Required actions:
1. From the text on voter registration records, quote the passage between "Federal courts obtain" and "state voter rolls.", inclusive.
2. Answer these questions from the text on voter registration records:
(a) Which act requires that state election officials be given access to Social Security Administration records?
(b) What document must potential federal jurors fill out under oath?
(c) According to the 2005 Government Accountability Office report, up to what share of the 30,000 individuals called for jury duty were not U.S. citizens?

Page extract:

Under both state and federal laws, the maintenance of voter registration records is almost entirely a state responsibility. It is, however, an area where federal cooperation is required. That includes giving state election officials access to Social Security Administration records as required by the Help America Vote Act, as well as other relevant federal databases such as the alien records contained in the U.S. Department of Homeland Security’s databases including the Systematic Alien Verification for Entitlement system and E-Verify.REF States should be given unfettered access to these DHS databases, although I have been reliably informed by numerous state election officials that DHS has made this very difficult and has generally been uncooperative.

The National Voter Registration Act should be amended to require the clerks of all federal district courts and all U.S. Attorneys in all federal districts to provide relevant information about voter ineligibility gained from jury selection to state election officials, particularly lack of citizenship. The NVRA already requires all U.S. Attorneys to notify the chief state election official of the state of a federal criminal defendant’s residence when that defendant is convicted in federal court and directs them to provide whatever information state officials need “for determining the effect that a conviction may have on an offender’s qualification to vote.”REF

Federal courts obtain their lists of potential jurors from state voter registration rolls which, in some states, is supplemented by driver’s license data from the department of motor vehicles. Potential jurors who have been summoned for federal jury service must fill out a “jury qualification questionnaire” under oath, which includes certifying that the individual is a U.S. citizen and has “never been convicted of a felony (unless civil rights have been legally restored).”REF Such information is potentially relevant to a registered voter’s eligibility, and federal courts officials in both the executive and judicial branches should be required to transmit that information back to state election officials who maintain state voter rolls.

A report in 2005 by the U.S. Government Accountability Office found that up to three percent of the 30,000 individuals called for jury duty from voter registration rolls over a two-year period in just one U.S. district court were not U.S. citizens.REF Although other courts reported smaller numbers, the point is that federal jury information is a source of information on aliens who have illegally registered that should be provided to state election officials, even if it is only a relatively small subset of the aliens present in the U.S.

Records:
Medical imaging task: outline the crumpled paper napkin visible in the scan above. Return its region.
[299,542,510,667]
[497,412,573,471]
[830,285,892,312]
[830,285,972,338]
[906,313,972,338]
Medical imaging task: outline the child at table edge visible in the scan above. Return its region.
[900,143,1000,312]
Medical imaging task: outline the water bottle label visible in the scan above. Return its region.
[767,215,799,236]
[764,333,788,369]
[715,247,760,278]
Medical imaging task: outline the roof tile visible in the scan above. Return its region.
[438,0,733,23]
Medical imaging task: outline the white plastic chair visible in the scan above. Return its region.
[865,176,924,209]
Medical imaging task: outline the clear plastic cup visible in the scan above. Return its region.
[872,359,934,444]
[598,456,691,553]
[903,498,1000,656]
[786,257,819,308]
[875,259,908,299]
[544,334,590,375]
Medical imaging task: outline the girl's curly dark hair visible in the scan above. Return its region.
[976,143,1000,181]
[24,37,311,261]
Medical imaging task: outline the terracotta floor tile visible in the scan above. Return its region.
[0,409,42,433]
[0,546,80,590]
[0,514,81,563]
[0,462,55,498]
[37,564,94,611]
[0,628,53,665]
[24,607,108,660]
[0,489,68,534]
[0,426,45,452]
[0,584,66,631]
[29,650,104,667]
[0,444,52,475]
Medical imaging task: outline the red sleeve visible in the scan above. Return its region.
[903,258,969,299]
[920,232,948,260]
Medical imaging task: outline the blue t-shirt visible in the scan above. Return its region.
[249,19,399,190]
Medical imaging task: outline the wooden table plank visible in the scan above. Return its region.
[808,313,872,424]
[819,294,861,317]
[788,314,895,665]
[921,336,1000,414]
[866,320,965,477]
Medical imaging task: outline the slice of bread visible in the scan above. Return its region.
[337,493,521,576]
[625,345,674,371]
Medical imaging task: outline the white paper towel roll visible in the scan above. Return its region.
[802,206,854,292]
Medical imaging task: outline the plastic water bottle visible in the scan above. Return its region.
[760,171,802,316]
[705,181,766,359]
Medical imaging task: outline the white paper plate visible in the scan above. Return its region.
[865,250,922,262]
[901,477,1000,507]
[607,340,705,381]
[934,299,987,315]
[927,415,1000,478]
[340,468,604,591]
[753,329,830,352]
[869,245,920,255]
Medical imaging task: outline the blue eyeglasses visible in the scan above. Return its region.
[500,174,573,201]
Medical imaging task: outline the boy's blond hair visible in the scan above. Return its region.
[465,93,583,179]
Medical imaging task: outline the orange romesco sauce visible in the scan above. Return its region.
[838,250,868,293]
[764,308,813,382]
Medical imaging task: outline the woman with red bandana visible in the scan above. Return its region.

Responses for each task:
1.
Federal courts obtain their lists of potential jurors from state voter registration rolls which, in some states, is supplemented by driver’s license data from the department of motor vehicles. Potential jurors who have been summoned for federal jury service must fill out a “jury qualification questionnaire” under oath, which includes certifying that the individual is a U.S. citizen and has “never been convicted of a felony (unless civil rights have been legally restored).”REF Such information is potentially relevant to a registered voter’s eligibility, and federal courts officials in both the executive and judicial branches should be required to transmit that information back to state election officials who maintain state voter rolls.

2.
(a) The Help America Vote Act.
(b) A "jury qualification questionnaire."
(c) Up to three percent.